------ RECORDS FOR THIS TASK ------

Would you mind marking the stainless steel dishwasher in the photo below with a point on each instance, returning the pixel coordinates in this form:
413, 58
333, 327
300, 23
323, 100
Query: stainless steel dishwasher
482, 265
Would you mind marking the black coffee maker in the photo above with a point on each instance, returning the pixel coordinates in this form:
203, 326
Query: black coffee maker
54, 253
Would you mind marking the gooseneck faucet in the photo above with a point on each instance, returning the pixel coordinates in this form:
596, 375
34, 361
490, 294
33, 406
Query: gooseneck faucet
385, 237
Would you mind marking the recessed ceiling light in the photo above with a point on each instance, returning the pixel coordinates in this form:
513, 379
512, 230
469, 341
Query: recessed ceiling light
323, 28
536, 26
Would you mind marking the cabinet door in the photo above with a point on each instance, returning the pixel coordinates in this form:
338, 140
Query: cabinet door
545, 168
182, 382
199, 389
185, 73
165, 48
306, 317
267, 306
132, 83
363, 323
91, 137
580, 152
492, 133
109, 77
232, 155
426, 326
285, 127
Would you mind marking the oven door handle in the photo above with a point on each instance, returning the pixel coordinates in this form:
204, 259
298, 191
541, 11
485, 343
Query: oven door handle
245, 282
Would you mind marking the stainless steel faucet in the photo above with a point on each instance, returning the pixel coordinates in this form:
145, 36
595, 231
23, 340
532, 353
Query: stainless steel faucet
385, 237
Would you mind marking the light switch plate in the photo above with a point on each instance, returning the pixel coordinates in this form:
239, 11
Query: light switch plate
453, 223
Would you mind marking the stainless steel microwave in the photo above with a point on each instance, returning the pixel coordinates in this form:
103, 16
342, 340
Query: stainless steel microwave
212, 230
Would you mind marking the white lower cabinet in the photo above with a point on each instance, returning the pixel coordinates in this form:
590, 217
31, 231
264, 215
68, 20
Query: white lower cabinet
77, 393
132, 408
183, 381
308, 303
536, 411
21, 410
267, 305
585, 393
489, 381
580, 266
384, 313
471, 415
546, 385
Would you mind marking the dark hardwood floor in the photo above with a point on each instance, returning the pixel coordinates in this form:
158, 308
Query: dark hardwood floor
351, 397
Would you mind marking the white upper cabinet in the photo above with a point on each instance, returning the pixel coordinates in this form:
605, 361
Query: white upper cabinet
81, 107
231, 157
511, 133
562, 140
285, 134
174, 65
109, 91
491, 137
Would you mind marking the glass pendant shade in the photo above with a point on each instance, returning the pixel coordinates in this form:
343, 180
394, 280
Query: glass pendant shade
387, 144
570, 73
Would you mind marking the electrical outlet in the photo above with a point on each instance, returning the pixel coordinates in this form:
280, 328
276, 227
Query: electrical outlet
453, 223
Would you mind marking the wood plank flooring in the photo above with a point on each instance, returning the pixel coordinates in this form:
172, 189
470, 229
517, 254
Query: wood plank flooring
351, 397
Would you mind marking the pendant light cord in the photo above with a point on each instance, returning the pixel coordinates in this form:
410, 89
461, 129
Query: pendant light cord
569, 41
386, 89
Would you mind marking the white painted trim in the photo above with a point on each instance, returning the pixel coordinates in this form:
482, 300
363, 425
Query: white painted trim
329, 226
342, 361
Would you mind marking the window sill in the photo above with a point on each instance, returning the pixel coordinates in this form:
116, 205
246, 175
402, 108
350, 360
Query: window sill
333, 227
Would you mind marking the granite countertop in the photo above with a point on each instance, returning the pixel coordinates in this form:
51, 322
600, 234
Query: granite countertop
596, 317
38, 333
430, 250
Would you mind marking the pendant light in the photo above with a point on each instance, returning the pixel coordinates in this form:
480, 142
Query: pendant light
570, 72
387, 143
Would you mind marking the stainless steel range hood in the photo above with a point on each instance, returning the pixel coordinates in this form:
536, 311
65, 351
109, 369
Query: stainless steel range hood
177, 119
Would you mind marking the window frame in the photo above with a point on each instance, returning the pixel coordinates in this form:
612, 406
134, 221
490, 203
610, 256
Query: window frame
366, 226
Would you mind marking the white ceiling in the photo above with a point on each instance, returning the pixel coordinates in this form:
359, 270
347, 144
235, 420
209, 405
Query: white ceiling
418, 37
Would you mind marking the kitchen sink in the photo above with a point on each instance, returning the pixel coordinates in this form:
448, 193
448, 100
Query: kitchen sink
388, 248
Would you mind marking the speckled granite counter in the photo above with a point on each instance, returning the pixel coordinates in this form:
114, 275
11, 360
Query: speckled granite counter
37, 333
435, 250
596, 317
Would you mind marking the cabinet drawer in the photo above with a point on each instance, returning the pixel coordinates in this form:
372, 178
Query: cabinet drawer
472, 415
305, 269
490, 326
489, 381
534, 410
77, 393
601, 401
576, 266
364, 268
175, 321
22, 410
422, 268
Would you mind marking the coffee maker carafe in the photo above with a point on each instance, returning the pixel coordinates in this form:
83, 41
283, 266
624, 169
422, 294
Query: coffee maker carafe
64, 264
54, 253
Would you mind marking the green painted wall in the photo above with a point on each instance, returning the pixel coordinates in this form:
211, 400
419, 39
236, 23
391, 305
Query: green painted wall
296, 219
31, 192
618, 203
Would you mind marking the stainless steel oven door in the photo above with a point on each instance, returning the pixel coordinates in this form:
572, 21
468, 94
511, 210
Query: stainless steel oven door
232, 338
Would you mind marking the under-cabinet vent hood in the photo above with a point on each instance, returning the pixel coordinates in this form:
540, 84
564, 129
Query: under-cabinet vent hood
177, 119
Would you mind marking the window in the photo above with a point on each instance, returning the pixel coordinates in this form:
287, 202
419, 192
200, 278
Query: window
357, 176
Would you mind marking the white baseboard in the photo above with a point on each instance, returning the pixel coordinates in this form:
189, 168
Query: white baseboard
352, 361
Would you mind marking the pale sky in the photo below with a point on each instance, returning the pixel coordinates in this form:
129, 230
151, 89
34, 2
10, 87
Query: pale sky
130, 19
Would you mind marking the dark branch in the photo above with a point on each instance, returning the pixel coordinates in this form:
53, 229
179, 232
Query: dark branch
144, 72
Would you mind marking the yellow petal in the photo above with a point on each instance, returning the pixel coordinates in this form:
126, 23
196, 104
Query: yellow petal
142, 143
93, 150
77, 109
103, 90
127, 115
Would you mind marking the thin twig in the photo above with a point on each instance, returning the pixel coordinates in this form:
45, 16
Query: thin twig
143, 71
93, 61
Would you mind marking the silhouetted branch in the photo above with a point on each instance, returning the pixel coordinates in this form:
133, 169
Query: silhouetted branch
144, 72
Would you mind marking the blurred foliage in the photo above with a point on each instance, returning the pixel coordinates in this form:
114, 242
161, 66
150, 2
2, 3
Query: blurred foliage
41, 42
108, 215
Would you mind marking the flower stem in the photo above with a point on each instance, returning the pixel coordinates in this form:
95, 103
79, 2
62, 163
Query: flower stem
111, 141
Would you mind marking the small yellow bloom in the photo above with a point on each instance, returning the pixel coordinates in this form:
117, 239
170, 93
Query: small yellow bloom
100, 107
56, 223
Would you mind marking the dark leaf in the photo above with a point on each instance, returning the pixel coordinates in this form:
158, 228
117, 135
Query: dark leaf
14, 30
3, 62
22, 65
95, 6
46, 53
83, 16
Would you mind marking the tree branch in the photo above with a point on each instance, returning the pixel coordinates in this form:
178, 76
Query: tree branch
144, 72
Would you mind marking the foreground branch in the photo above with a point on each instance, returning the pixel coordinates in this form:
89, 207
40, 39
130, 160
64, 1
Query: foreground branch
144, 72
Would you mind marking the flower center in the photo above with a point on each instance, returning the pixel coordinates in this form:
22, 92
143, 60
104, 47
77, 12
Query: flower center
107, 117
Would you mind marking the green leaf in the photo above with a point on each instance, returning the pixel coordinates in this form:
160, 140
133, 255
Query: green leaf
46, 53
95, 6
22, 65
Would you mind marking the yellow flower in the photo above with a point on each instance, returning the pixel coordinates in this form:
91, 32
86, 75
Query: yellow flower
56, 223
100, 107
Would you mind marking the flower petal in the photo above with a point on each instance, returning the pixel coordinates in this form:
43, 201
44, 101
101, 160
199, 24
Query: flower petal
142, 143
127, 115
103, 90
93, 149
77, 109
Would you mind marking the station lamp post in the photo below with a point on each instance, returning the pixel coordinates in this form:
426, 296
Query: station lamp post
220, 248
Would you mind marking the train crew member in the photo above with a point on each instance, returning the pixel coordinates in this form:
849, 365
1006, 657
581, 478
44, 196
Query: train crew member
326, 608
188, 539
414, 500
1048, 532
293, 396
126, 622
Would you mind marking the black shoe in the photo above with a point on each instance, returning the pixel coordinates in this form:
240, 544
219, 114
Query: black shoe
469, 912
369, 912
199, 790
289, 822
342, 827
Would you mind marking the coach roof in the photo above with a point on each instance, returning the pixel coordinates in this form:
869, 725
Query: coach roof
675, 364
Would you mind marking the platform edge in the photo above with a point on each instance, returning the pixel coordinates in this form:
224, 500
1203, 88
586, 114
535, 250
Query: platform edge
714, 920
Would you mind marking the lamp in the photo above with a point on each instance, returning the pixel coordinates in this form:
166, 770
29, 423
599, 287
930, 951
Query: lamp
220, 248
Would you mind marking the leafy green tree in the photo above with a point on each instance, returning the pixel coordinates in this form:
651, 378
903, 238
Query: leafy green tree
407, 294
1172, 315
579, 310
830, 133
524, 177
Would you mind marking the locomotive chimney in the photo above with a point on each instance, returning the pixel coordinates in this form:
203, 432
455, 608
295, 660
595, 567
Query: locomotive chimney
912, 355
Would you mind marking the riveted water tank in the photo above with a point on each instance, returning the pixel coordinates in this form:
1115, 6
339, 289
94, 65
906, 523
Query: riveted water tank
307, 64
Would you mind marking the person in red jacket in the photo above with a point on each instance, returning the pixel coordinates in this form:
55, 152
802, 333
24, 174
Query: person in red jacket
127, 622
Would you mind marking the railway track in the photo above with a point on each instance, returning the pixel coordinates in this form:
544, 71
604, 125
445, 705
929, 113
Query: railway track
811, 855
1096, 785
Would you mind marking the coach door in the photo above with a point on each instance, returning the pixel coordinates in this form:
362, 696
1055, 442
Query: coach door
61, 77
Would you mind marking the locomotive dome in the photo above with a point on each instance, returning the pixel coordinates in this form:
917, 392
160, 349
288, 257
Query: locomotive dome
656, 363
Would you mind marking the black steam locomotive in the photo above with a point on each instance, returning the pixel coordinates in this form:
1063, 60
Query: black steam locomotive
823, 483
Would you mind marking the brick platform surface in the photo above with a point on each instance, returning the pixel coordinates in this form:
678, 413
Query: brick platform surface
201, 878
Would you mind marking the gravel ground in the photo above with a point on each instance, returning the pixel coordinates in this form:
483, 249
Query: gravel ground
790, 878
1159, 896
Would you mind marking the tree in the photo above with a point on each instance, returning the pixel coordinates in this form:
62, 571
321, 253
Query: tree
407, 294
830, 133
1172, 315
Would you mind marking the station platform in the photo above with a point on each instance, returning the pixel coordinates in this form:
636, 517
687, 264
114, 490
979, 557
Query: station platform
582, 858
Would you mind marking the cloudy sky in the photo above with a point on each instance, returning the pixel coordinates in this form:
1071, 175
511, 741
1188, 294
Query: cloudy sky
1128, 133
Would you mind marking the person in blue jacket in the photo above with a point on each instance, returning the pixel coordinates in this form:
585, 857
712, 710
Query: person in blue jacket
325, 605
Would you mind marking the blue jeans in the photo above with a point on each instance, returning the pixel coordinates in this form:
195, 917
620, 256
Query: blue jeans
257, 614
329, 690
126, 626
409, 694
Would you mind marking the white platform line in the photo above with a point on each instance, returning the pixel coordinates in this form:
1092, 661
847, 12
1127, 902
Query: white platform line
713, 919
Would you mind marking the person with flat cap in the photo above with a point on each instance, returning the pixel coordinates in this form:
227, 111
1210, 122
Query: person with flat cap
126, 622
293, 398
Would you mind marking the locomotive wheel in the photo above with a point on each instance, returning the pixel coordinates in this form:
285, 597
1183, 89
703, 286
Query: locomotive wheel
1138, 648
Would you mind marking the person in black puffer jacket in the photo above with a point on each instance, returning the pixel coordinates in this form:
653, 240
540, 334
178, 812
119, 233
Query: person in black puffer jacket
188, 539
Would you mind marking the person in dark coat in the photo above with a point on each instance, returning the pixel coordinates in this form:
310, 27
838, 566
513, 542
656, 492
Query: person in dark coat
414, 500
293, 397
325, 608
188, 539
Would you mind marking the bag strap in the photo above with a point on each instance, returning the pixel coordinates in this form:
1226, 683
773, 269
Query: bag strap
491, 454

------

### [AIM]
Restate word for word the lines from the one holding "Would you mind marking the person in black" to the end of the listing, both ends included, and nothing more.

### [SOLUTION TO THIS EXERCISE]
Would you mind marking the person in black puffer jacket in the photo above with a point on each instance, returning the pixel coordinates in this form:
653, 240
540, 334
178, 812
119, 233
Query: person in black puffer jacket
188, 539
Would you mind marking the person in dark coat in the photo above with a point on each instance, returning the pixel coordinates in this form:
310, 27
838, 566
513, 542
656, 492
Query: person in dark coat
414, 500
293, 397
325, 608
188, 539
Would you mind marking the bag strap in the photo above with a point on each instance, returning the pixel coordinates in this form:
1226, 683
773, 269
Query: bag strap
491, 454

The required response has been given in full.